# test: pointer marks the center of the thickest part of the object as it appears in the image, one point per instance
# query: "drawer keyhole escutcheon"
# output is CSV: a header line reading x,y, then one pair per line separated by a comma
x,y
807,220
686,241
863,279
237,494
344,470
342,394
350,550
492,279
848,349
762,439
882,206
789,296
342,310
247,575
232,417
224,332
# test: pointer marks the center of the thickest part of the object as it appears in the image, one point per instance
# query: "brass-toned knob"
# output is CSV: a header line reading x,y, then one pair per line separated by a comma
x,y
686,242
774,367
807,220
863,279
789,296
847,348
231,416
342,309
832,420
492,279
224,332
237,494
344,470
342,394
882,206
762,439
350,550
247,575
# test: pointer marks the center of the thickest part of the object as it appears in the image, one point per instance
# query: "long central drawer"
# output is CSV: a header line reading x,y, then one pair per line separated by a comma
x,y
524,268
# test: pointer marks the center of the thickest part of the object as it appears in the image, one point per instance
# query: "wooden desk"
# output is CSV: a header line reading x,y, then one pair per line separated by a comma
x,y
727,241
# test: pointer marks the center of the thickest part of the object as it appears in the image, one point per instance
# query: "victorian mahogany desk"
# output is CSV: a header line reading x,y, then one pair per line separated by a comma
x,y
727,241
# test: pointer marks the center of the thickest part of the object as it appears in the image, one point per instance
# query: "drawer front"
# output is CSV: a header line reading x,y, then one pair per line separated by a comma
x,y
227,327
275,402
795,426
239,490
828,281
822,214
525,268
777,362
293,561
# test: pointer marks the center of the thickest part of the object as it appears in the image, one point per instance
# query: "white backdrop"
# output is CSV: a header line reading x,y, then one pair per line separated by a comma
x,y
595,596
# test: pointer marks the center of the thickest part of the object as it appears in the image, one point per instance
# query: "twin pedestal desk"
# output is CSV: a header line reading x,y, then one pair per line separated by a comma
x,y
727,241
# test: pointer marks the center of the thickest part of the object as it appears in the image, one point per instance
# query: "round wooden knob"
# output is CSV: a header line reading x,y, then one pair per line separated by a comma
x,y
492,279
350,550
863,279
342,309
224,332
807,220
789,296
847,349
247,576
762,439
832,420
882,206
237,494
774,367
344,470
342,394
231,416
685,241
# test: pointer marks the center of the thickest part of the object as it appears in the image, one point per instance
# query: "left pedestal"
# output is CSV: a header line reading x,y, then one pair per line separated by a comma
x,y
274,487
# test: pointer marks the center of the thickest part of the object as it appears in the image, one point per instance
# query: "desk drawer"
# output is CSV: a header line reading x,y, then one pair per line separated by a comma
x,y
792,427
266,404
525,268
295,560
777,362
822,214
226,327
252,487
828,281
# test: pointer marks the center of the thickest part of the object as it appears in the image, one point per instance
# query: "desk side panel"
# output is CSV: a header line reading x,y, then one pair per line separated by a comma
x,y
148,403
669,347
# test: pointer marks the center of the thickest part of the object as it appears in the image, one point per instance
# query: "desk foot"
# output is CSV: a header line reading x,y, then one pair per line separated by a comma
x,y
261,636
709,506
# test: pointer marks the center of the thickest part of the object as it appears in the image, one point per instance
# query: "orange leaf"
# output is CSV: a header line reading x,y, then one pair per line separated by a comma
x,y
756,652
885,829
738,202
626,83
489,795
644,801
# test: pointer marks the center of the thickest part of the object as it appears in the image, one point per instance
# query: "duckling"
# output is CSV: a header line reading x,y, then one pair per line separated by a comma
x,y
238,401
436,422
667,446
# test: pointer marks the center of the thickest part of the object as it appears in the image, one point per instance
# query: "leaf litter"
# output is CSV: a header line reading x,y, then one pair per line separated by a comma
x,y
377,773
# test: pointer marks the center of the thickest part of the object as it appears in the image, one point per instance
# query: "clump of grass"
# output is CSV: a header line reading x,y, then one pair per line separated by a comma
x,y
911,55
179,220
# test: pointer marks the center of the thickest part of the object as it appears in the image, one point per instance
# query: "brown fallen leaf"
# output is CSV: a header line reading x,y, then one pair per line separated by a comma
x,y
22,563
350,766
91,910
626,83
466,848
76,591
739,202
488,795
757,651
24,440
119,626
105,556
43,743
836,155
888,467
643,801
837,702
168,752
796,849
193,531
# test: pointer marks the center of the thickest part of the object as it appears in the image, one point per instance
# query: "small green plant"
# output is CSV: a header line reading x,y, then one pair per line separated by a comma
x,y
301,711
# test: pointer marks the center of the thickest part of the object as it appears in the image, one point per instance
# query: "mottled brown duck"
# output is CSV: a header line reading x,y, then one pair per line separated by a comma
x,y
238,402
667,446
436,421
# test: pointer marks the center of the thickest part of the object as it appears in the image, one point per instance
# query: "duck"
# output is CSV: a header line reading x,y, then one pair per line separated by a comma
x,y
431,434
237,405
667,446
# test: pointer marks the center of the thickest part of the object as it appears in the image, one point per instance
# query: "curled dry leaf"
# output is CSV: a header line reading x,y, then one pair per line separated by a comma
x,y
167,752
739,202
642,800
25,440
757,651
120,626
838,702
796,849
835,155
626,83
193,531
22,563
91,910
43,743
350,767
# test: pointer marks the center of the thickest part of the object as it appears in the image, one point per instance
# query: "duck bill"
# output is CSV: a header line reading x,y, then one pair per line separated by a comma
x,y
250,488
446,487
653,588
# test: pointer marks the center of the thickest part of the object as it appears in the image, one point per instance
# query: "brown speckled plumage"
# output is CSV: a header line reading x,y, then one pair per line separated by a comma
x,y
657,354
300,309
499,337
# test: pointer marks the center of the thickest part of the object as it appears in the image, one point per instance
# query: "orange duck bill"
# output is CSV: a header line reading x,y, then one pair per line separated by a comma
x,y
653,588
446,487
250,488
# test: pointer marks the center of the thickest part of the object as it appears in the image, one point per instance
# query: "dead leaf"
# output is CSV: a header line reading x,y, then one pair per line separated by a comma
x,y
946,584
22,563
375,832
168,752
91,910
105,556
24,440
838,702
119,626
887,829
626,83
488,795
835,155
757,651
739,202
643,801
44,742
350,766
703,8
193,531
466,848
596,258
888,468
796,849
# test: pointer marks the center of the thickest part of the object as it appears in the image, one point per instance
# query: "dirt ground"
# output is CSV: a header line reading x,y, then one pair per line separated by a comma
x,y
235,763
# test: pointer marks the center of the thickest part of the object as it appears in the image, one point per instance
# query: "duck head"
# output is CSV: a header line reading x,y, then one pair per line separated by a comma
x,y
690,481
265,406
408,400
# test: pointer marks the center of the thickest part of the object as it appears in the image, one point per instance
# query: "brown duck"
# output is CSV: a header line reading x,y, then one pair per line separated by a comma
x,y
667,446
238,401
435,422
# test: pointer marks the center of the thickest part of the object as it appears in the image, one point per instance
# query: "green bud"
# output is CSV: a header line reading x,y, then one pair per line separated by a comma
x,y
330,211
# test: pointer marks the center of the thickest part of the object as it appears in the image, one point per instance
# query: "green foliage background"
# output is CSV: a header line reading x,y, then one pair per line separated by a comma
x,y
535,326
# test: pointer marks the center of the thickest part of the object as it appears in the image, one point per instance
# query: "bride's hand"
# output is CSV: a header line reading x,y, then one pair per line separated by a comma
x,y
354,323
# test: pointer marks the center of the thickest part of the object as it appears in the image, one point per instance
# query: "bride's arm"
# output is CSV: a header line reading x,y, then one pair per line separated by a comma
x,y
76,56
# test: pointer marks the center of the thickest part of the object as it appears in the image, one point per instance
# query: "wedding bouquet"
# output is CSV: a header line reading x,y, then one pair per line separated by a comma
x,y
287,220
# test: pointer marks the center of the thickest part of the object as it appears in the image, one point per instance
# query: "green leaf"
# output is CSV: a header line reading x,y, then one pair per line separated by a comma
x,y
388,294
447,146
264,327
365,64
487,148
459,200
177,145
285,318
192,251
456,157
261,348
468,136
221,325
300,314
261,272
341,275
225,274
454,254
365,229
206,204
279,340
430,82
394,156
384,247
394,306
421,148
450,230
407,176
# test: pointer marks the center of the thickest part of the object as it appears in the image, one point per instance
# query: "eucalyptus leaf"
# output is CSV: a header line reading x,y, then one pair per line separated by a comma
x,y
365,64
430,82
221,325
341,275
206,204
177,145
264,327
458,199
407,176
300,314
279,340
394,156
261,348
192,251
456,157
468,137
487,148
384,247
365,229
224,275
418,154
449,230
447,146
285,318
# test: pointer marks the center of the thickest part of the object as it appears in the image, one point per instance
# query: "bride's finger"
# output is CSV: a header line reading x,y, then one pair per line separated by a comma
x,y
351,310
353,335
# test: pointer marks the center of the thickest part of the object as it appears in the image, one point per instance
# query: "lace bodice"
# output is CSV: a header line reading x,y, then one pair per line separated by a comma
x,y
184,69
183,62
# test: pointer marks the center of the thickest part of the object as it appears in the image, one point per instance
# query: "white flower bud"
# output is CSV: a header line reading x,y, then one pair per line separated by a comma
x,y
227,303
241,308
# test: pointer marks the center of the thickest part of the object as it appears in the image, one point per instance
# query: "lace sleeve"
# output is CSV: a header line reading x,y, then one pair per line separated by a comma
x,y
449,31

──────────

■ Task instructions ■
Count the lines above that contain the word "brown" and reply with only that number.

■ Response to the task ■
4